### Fragen
1) Beantworte anhand des Textabschnitts über Emulgatoren die folgenden Fragen.
(a) Welcher Emulgator steckt in der Basiscreme DAC?
(b) Welche Firma hat in Düsseldorf eine neue Fabrikationsanlage nur zur Herstellung von Zuckertensiden erstellt?
(c) Welches Produkt auf der Basis einer reinen Zuckertensid-Creme hat die Fa. Stada herausgebracht?
2) Gib den Textabschnitt über Emulgatoren wortgetreu wieder, beginnend bei „Nicht vergleichbar miteinander“ und endend bei „145 – 150 (1997).“.

------ Textabschnitt

Nicht vergleichbar miteinander sind auch die Emulgatoren in der Vitamin B12-Creme und in der Basiscreme DAC. Beim Tego Care PS handelt es sich um einen Vertreter der PEG-freien Zuckertensid-Emulgatoren, in der Basiscreme DAC bei TAGAT S 2 um einen macrogol-, also PEG-haltigen Emulgator. Frau Dr. Schöffling will darin keinen gravierenden Unterschied sehen. Dazu möchte ich auf die In-vivo-Untersuchung von Kutz aus dem Jahr 1997 hinweisen: G. Kutz, P. Biehl, M. Waldmann-Laue, B. Jackwerth, On the choice of Oil-in-Water Emulsifiers for Use in Skin Care Products for Sensitive Skin, SÖFW-Journal, 123, 145 – 150 (1997).

In dieser Untersuchung hat sich im Vergleich mit verschiedensten anderen Emulgatoren das Zuckertensid Tego Care 450, das ich bei meiner Optimierung verwendet habe, als milder Emulgator mit ausgezeichneten feuchtigkeitsbindenden, wasserfesten, elektrolytstabilen Eigenschaften mit einer sehr guten Verträglichkeit mit anderen wirksamen Bestandteilen herausgestellt. Nicht von ungefähr kommt es daher, dass die Fa. Henkel vor einigen Jahren in Düsseldorf mit einer Rieseninvestition eine völlig neue Fabrikationsanlage nur zur Herstellung von Zuckertensiden erstellt hat. Zuckertenside befinden sich schon seit einigen Jahren in einer ganzen Reihe von apothekenexklusiven Körperpflege-Mitteln bedeutender Firmen wie z. B. Fa. Beiersdorf. Die Fa. Stada hat gerade erst das Produkt Multilind Silber auf der Basis einer reinen Zuckertensid-Creme herausgebracht. Ich habe den Eindruck, dass Frau Dr. Schöffling diese Entwicklung nicht in allen Einzelheiten verfolgt hat. Ich sehe auch unter ökologischen Aspekten die Zuckertenside – weil aus nachwachsenden Rohstoffen gewonnen – als die O/W-Emulgatoren der Zukunft an.

------------
------ Bereitgestellte Angaben

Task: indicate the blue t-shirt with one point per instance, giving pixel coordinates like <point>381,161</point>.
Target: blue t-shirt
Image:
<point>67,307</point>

------------
------ Bereitgestellte Angaben

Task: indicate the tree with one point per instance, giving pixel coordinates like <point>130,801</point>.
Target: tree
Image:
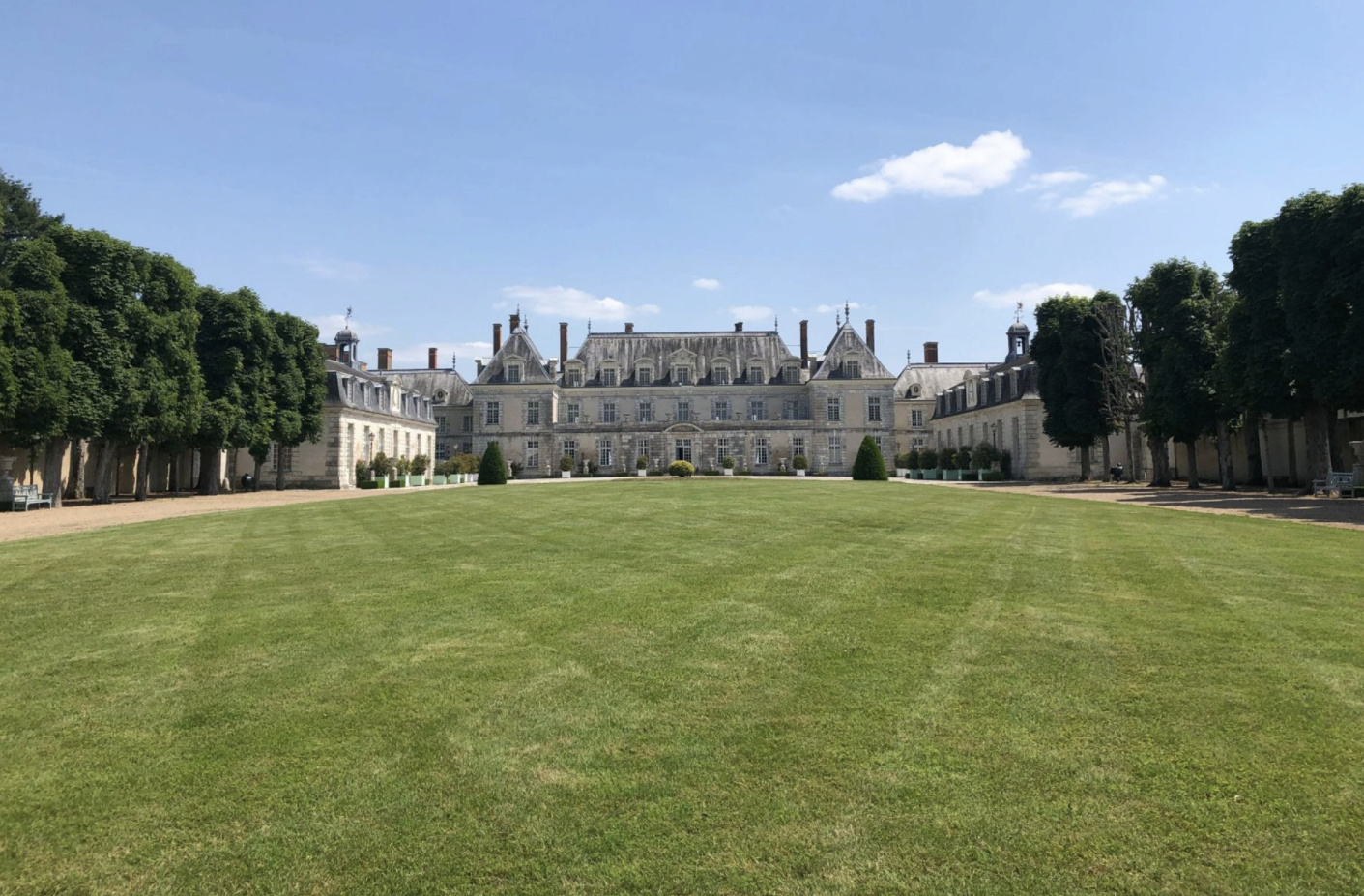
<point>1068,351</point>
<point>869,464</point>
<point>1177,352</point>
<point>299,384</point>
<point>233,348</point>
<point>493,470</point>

------------
------ Bereitgestellte Angaben

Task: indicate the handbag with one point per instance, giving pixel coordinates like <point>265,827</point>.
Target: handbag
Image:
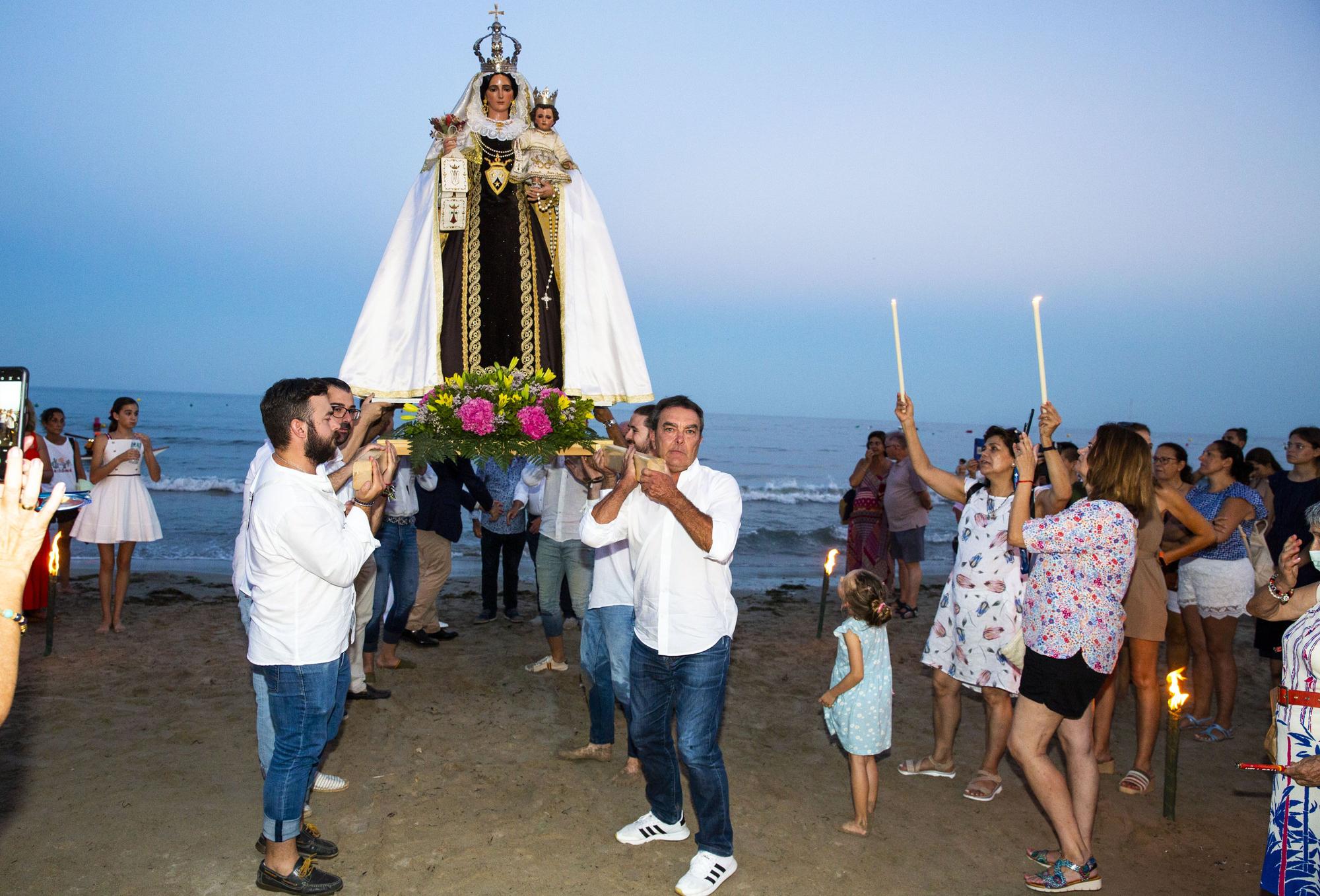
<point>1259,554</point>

------------

### Erwartete Ergebnisse
1)
(a) TAGAT S 2, ein macrogol-, also PEG-haltiger Emulgator
(b) Die Fa. Henkel
(c) Multilind Silber

2)
Nicht vergleichbar miteinander sind auch die Emulgatoren in der Vitamin B12-Creme und in der Basiscreme DAC. Beim Tego Care PS handelt es sich um einen Vertreter der PEG-freien Zuckertensid-Emulgatoren, in der Basiscreme DAC bei TAGAT S 2 um einen macrogol-, also PEG-haltigen Emulgator. Frau Dr. Schöffling will darin keinen gravierenden Unterschied sehen. Dazu möchte ich auf die In-vivo-Untersuchung von Kutz aus dem Jahr 1997 hinweisen: G. Kutz, P. Biehl, M. Waldmann-Laue, B. Jackwerth, On the choice of Oil-in-Water Emulsifiers for Use in Skin Care Products for Sensitive Skin, SÖFW-Journal, 123, 145 – 150 (1997).